What is required: How many lines of the material below contain the string "school"? Case counts. Reply with the number alone.

Data provided:
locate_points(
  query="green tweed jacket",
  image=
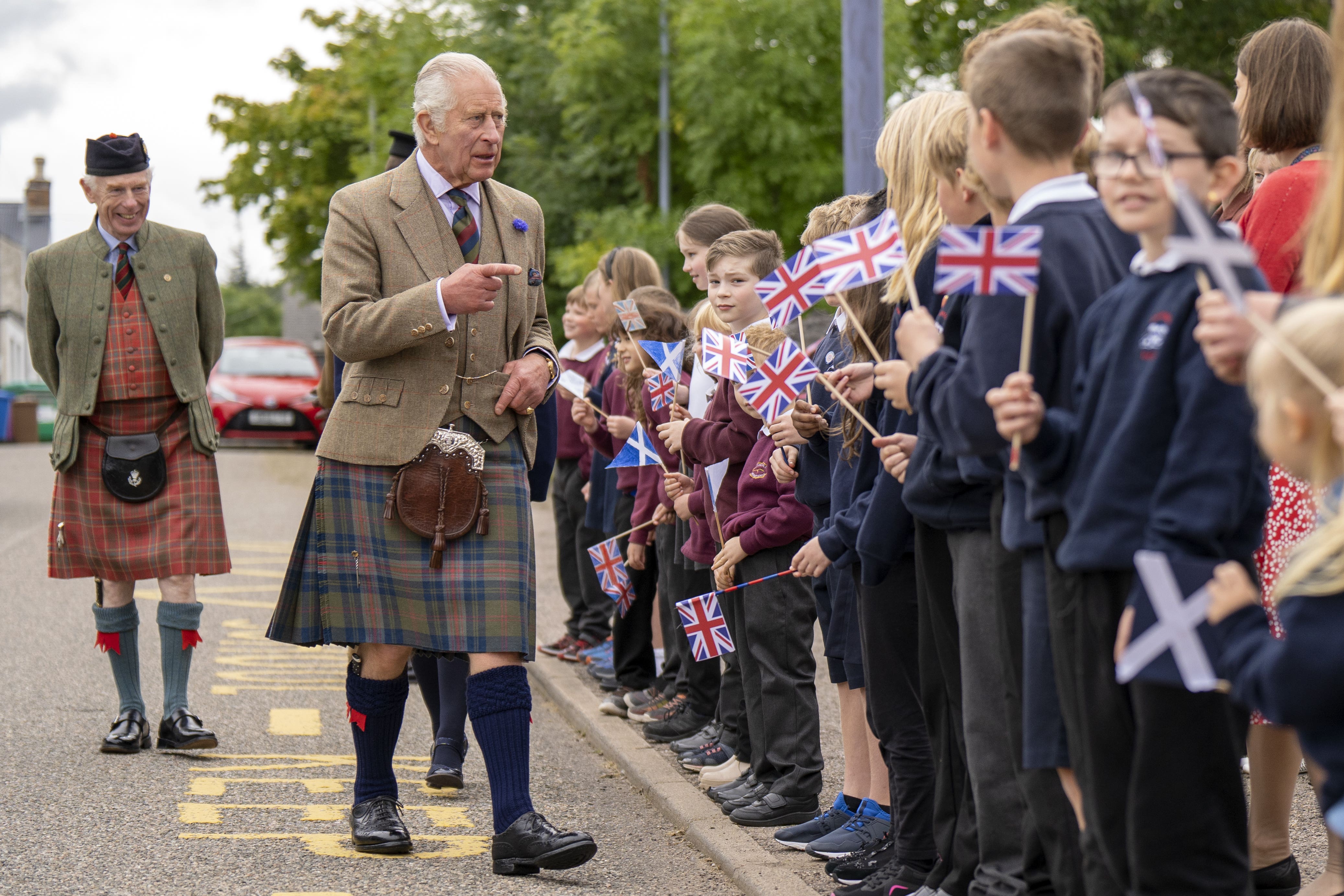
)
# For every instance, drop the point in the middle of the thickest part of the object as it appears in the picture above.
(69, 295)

...

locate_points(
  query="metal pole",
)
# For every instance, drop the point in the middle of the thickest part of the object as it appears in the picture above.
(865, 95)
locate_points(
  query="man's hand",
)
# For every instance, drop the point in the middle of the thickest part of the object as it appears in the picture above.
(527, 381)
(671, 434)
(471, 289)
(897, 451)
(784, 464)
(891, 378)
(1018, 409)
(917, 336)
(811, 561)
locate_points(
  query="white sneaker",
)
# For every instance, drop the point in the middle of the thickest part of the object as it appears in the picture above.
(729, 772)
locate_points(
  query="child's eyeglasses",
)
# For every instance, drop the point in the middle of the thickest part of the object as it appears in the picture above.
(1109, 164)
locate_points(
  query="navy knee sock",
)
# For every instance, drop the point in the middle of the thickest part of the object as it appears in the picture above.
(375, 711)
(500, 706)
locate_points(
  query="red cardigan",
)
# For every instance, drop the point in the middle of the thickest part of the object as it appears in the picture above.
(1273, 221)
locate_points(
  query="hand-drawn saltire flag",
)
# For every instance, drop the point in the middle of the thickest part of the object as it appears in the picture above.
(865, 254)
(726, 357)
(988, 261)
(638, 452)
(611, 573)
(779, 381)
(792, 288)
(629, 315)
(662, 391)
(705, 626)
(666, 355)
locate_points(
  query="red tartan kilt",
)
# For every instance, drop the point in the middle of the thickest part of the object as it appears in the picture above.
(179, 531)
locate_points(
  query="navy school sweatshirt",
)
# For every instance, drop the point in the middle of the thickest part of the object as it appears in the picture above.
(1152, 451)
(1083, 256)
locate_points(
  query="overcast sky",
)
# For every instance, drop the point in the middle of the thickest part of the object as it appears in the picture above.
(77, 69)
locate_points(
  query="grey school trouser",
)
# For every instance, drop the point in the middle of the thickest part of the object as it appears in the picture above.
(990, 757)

Full answer: 2